---------- Trecho para leitura ----------
Tanto para Descartes quanto para Rousseau a tarefa do pensamento e, em especial, a tarefa da filosofia, é a busca da verdade por meio da razão – nisso eles se mantém adeptos de uma definição clássica da filosofia. Perguntam, então, o que impede ao homem saber decidir se um enunciado é falso ou verdadeiro. Criam uma explicação para o erro.
Para o cartesianismo, o erro está na imaginação, nas sensações e, principalmente, na preponderância da vontade sobre o entendimento, fazendo com que os juízos apressados. O homem assim faz, segundo tal acepção, porque ainda não conseguiu se libertar de atitudes que são próprias das crianças – atitudes infantis. Nesse caso, a atitude de dar crédito ao sonho e as sensações, não sabendo usar a razão despida de imagens, é vista como típica da infância o fato de a vontade impulsionar o homem a tomar decisões antes de o entendimento ter formulado o que é correto, também é uma atitude infantil. Assim, a infância é tomada como não sendo uma boa fase. Quando mais cedo o homem escapar dela, menos levará consigo resquícios de atitudes que atrapalharão o seu juízo. A infância, portanto, deve passar o quanto antes.
Rousseau, diferentemente, acredita que a busca da verdade, antes de passar pela razão, depende de instâncias morais. Para o rousseaunismo, o oposto da verdade, o erro, não é somente a falsidade, mas a mentira. E quem não mente? A criança não mente – diz o rousseaunismo. Pois para Rousseaua natureza é intrinsecamente boa e a criança é o ser ainda não maculado pela cultura, o que está mais próximo da natureza, e, portanto, o mais apto a poder chegar a verdade. Assim, quanto mais tempo a infância durar, mais o homem adulto ficará contaminado pelo vírus da ingenuidade e da bondade, essenciais na vida adulta para, não maculando a visão moral, não macular a razão.
Como essas filosofias da educação moderna – iluminista e romântica – se consubstanciam em pedagogias, no sentido mais estrito desse termo? No caso da educação e, digamos, no caso da educação sistemática e escolar ou para-escolar, a filosofia da educação moderna prepara procedimentos pedagógicos em um padrão mais simplificado, normativo. São esses padrões que, em geral, denominamos de pedagogia, no sentido restrito e mais comum.”[8]

GHIRALDELLI JR faz referência a duas imagens. A primeira datada é um sinete da Escola gratuita de gramática de Lowth. Datada de 1554, no dístico interno lemos: “quem poupa a vara odeia a criança



[1] CHAUÍ, Marilena. Convite á Filosofia. São Paulo: Ática, 2002. p. 71.

[2] CHAUÍ, Marilena. Convite á Filosofia. São Paulo: Ática, 2002. p. 69.
---------- Material ----------
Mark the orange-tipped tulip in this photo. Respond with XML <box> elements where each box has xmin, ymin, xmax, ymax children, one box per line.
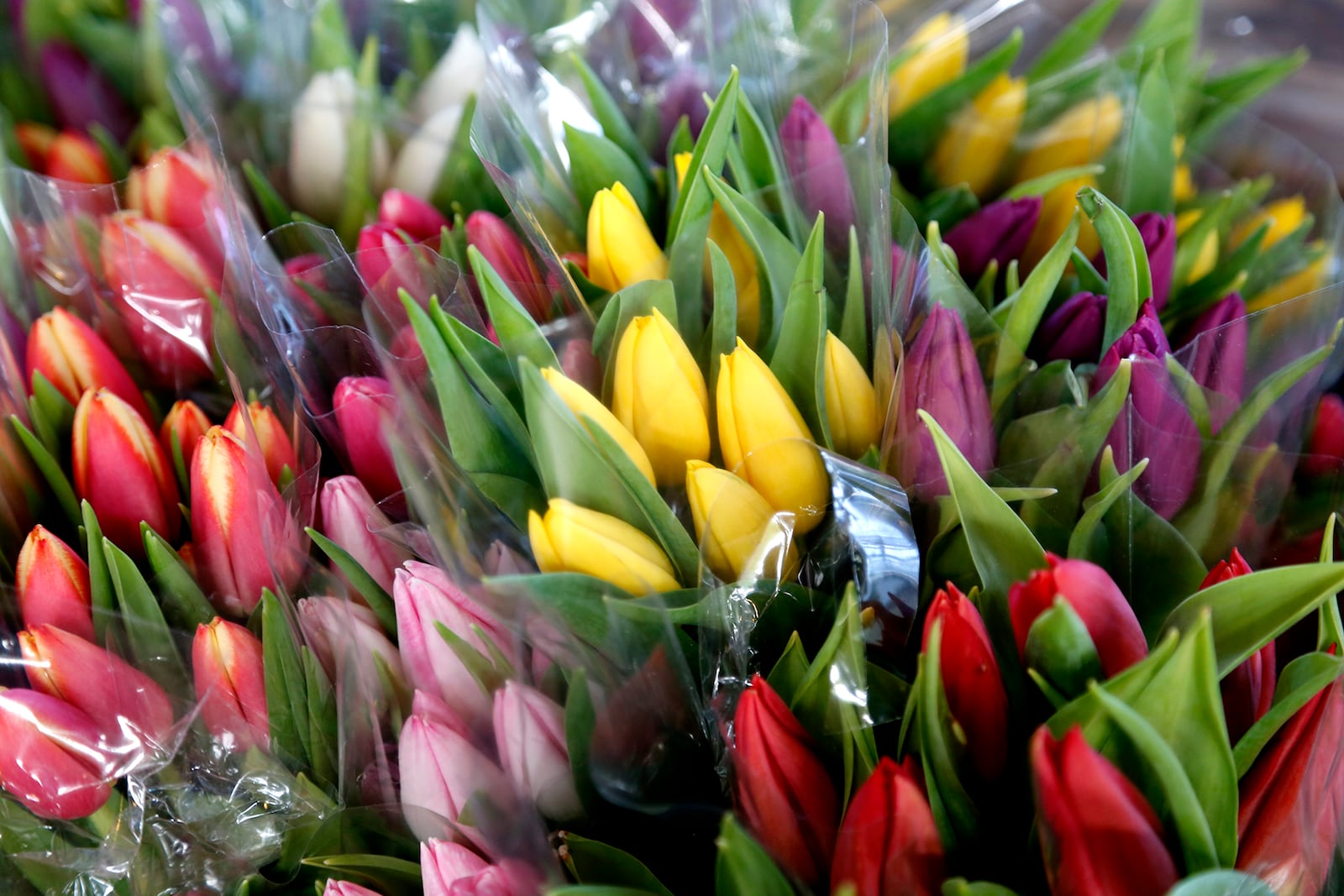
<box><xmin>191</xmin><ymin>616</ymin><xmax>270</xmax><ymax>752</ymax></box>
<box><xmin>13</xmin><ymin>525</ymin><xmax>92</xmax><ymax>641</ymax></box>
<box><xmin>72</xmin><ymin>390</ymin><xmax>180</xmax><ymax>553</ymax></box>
----------
#### [Tarefas]
A – Liste os fatores em que, segundo o cartesianismo, está o erro, conforme o trecho sobre Descartes e Rousseau.
B – Reproduza do trecho sobre Descartes e Rousseau a passagem começando em "GHIRALDELLI JR faz" e seguindo até "2002. p. 71.".

#### [As respostas]
A – A imaginação; as sensações; a preponderância da vontade sobre o entendimento.

B –
GHIRALDELLI JR faz referência a duas imagens. A primeira datada é um sinete da Escola gratuita de gramática de Lowth. Datada de 1554, no dístico interno lemos: “quem poupa a vara odeia a criança



[1] CHAUÍ, Marilena. Convite á Filosofia. São Paulo: Ática, 2002. p. 71.